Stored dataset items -
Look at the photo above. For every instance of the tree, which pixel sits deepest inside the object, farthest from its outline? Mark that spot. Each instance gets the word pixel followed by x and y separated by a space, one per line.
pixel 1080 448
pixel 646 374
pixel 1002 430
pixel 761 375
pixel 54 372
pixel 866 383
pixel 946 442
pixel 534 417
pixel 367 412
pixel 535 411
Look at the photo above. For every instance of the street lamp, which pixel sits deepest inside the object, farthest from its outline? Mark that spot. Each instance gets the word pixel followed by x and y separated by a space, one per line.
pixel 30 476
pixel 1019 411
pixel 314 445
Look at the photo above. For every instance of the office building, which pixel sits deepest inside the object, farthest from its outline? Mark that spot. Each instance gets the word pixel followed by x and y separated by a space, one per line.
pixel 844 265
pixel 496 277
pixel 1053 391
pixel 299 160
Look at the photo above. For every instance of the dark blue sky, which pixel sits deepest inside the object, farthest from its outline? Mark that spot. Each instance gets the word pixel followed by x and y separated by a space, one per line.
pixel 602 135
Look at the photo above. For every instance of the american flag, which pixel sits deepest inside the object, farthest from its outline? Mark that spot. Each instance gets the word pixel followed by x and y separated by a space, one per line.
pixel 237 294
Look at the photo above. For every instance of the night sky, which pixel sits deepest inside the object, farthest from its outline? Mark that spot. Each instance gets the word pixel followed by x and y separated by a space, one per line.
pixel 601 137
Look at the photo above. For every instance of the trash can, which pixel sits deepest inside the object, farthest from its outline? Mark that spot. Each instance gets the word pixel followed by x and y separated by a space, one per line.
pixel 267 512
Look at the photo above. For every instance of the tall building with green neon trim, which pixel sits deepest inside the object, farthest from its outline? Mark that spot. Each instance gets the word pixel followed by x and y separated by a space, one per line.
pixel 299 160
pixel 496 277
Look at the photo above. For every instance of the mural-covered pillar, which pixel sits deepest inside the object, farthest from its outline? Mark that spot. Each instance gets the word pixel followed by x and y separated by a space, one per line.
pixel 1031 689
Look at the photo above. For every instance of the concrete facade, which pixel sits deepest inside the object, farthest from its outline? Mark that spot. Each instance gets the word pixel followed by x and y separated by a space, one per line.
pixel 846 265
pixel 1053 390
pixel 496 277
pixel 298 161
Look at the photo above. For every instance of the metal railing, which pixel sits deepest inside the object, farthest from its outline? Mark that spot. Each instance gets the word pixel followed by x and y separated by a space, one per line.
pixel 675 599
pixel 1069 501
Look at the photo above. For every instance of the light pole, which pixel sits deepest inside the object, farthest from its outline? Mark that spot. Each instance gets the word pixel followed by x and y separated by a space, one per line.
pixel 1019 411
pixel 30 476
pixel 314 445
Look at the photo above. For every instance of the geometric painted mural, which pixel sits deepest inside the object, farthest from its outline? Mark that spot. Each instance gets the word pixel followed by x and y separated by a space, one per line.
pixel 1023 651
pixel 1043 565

Task to carry out - Format the lines above as a JSON list of strings, one string per line and no blank lines, covering everything from the line containing "Look at the photo above. For every instance of the geometric" down to the last of the rows.

Output of the exercise -
[
  "Look at the photo above. For every instance of the geometric painted mural, which pixel sits deepest inside the object, farthest from its outline? Mark that spot. Each instance gets the word pixel followed by x and y separated by a space, one per line.",
  "pixel 1023 651",
  "pixel 1043 565"
]